What the task asks » Which lines in the records below contain the string "plastic"? Identify each one and copy it in full, counting only matches with the same case.

Exercise input »
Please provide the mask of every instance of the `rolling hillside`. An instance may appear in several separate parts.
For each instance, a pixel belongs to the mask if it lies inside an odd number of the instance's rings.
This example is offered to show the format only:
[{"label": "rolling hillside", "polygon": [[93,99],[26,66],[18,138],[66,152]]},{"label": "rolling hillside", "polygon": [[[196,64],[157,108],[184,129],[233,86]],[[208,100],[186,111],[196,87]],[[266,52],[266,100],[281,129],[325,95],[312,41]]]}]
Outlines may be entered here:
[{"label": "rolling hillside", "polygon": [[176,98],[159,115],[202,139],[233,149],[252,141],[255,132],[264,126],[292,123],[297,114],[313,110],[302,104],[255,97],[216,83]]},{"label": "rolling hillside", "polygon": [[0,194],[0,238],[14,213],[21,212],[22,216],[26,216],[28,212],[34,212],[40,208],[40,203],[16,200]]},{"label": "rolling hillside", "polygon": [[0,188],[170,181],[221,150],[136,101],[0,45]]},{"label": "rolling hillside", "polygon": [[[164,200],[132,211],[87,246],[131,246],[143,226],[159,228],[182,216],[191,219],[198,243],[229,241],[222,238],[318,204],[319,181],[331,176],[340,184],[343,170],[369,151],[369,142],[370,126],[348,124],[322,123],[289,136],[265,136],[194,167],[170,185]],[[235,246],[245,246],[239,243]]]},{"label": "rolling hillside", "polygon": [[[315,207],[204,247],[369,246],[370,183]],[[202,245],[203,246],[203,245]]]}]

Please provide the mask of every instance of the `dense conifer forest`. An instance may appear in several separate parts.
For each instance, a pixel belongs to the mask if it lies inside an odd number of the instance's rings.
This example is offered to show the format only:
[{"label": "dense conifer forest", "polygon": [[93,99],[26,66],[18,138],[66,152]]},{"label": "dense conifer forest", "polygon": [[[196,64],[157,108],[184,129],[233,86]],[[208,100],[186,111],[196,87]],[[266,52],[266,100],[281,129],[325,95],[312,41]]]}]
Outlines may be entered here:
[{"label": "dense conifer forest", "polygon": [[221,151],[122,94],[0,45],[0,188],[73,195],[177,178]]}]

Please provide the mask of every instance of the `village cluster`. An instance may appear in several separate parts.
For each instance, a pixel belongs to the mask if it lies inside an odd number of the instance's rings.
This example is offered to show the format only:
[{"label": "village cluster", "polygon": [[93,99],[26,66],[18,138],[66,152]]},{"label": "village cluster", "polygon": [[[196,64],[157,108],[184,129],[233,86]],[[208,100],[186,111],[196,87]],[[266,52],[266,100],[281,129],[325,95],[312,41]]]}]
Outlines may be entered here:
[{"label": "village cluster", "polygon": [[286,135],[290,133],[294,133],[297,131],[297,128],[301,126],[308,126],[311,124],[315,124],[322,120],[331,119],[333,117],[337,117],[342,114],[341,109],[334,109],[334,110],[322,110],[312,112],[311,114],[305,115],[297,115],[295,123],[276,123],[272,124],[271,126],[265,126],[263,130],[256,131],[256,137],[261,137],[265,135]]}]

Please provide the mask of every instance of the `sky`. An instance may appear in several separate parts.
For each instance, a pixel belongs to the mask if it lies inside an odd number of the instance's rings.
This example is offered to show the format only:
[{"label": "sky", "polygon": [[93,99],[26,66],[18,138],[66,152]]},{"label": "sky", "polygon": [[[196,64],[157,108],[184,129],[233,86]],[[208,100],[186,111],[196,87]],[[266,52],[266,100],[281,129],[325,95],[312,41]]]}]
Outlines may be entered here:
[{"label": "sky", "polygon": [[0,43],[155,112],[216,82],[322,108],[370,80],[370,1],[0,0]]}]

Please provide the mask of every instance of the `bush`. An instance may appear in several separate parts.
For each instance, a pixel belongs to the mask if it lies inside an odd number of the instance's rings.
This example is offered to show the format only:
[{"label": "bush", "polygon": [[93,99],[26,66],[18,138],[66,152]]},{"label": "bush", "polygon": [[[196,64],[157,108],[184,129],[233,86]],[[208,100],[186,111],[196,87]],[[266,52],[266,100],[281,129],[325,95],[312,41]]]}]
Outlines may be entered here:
* * *
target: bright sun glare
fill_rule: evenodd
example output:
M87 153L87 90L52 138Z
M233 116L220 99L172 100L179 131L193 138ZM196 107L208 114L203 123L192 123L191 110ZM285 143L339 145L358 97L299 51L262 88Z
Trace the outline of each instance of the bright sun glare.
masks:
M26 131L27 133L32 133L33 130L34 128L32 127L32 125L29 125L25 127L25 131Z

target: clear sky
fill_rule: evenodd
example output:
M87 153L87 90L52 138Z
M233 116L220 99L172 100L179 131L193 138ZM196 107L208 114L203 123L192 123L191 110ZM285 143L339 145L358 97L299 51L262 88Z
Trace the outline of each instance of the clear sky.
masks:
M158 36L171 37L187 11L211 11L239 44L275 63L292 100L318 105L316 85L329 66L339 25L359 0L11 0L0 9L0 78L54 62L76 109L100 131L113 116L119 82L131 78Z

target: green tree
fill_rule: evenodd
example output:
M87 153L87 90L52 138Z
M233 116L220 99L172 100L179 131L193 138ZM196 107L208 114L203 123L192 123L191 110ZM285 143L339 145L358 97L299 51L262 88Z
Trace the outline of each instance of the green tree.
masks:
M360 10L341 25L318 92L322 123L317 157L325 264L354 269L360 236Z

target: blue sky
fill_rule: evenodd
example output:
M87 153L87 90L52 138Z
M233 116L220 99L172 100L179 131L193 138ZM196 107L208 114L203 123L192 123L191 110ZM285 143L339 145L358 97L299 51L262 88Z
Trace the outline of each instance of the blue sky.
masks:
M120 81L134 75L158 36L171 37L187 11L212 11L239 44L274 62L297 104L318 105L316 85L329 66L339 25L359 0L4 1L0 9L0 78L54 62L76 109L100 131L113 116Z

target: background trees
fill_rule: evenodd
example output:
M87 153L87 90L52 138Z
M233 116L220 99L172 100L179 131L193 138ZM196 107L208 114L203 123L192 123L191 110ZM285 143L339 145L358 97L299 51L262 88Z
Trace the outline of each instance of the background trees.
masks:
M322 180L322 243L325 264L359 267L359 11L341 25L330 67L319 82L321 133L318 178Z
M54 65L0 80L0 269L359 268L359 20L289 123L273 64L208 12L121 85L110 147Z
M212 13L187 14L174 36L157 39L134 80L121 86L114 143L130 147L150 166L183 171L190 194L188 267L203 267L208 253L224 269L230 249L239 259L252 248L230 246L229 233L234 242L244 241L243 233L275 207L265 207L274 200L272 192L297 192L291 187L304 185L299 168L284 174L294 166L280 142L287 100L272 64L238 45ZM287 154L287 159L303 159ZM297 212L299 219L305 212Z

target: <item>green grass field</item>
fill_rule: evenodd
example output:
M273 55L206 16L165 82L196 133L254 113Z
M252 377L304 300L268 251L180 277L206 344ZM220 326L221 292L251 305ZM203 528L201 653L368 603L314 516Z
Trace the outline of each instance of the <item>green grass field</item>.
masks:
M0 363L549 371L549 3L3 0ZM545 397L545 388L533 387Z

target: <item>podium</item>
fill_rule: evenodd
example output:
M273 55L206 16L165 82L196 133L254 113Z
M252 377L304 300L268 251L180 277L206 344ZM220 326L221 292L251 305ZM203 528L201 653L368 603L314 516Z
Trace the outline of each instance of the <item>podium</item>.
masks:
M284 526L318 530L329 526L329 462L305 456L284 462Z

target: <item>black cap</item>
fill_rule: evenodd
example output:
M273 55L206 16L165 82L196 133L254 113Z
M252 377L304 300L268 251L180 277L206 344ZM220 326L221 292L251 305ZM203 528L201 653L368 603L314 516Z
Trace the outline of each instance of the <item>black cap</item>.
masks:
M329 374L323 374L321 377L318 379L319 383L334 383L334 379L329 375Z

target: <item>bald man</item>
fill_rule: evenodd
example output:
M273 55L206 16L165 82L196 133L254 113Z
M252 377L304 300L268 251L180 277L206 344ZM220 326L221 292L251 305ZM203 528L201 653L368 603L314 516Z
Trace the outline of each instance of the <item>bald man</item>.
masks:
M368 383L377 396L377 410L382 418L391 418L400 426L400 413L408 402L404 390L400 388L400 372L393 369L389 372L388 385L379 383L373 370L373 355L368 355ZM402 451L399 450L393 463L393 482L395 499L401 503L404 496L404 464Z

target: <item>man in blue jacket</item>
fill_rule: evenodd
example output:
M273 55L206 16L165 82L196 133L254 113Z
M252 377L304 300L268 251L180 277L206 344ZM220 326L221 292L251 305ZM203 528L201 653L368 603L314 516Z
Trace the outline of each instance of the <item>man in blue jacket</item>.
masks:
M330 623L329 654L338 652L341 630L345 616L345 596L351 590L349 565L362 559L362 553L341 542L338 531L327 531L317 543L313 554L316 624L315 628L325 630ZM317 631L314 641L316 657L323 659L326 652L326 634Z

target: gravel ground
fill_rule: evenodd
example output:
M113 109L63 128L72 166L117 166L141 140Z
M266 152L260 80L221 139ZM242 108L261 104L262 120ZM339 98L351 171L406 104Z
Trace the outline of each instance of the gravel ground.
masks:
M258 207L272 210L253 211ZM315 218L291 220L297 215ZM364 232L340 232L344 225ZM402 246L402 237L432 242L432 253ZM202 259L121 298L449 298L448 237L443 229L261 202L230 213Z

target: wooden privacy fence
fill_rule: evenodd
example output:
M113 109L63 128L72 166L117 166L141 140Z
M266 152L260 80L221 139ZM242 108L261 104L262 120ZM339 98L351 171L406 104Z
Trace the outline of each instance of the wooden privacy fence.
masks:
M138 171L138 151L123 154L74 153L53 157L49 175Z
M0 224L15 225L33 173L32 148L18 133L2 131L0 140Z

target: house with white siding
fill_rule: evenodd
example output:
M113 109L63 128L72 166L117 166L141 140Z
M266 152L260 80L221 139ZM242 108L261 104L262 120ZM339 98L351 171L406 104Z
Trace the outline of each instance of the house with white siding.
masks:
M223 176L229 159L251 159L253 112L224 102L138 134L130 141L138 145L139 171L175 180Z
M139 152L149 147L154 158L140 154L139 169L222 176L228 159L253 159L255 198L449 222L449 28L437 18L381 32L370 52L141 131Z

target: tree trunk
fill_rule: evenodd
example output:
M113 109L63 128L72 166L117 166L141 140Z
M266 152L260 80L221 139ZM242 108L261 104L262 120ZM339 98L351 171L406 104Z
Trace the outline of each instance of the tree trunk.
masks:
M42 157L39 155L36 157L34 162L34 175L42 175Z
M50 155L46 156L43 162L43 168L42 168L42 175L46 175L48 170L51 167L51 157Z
--
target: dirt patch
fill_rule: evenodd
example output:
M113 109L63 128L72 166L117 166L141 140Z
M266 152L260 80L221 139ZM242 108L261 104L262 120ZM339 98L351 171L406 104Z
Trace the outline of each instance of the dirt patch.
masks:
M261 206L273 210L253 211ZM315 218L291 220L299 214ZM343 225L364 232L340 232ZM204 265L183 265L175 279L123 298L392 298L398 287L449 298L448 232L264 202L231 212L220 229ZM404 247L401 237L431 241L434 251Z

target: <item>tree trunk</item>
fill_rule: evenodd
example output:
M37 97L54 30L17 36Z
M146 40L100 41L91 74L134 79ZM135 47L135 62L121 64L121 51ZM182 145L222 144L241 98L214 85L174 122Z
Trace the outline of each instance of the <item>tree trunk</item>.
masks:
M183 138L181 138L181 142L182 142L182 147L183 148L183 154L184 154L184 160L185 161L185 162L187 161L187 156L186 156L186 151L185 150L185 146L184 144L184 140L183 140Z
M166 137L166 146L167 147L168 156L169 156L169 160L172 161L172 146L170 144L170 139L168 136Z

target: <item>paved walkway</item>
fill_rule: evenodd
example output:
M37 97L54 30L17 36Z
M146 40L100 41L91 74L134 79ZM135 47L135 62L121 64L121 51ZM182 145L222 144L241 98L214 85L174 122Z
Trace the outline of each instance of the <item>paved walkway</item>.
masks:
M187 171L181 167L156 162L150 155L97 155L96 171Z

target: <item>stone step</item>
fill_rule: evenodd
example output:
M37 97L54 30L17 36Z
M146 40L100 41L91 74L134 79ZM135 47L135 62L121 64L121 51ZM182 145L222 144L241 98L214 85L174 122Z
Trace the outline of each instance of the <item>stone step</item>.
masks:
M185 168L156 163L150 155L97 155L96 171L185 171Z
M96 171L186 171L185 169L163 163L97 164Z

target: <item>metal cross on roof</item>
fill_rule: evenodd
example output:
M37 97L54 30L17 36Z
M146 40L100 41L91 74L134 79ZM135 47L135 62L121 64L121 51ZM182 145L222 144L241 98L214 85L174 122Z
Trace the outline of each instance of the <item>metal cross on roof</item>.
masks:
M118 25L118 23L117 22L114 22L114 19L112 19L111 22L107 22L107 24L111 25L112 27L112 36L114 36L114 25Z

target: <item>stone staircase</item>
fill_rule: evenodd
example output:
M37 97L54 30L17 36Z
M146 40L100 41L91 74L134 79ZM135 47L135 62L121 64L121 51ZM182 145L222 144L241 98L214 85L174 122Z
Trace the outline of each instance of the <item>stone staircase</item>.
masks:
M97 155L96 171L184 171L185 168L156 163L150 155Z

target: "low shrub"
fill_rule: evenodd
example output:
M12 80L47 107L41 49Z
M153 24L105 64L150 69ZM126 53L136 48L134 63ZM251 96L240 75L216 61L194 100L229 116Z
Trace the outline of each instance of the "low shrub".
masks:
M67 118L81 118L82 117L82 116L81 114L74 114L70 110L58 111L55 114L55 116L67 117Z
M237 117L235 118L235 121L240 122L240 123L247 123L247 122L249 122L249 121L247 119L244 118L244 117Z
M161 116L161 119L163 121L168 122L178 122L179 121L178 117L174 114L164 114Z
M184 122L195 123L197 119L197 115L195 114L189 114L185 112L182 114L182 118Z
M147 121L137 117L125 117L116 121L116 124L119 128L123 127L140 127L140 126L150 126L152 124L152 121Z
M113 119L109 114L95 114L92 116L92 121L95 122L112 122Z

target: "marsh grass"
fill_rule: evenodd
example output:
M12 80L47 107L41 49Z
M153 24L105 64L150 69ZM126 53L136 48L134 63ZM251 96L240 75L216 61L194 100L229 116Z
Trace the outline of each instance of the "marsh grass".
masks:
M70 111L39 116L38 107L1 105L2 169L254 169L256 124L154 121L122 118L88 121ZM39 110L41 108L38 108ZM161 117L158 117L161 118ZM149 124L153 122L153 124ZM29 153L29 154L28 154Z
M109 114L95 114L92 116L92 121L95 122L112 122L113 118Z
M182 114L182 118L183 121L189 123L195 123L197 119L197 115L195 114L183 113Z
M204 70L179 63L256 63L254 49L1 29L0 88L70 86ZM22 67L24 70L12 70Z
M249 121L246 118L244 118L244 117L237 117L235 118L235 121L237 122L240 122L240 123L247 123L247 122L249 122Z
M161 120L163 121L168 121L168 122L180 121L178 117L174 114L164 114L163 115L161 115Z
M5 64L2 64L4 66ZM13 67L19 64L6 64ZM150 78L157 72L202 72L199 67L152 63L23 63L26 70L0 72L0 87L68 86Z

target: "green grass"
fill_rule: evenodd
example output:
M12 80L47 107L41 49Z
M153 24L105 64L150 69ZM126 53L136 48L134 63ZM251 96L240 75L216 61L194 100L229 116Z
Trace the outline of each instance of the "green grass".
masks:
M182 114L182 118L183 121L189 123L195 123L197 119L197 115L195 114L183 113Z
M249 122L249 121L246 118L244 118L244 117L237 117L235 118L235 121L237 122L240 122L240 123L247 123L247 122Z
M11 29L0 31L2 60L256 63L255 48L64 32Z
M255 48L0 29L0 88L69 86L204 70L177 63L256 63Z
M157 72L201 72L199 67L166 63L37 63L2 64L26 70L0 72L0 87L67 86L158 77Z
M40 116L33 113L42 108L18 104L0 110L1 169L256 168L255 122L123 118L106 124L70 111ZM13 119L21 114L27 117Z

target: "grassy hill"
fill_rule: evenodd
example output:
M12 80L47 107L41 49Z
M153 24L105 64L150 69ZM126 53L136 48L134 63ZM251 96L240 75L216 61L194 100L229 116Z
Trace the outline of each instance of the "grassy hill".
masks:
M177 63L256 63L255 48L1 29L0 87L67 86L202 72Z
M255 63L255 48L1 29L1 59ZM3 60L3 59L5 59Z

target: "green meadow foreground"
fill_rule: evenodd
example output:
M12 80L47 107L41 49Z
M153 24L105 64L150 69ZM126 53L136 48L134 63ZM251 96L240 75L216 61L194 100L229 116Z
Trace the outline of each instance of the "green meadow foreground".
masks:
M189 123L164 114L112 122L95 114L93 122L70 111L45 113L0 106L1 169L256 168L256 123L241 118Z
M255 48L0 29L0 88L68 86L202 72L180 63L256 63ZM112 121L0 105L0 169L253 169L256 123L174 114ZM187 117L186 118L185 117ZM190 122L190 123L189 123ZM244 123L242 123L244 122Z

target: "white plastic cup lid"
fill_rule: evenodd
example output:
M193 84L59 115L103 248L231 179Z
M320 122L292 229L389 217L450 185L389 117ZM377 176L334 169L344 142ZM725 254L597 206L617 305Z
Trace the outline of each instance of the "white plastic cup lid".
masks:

Completed exercise »
target: "white plastic cup lid"
Trace the outline of each instance of the "white plastic cup lid".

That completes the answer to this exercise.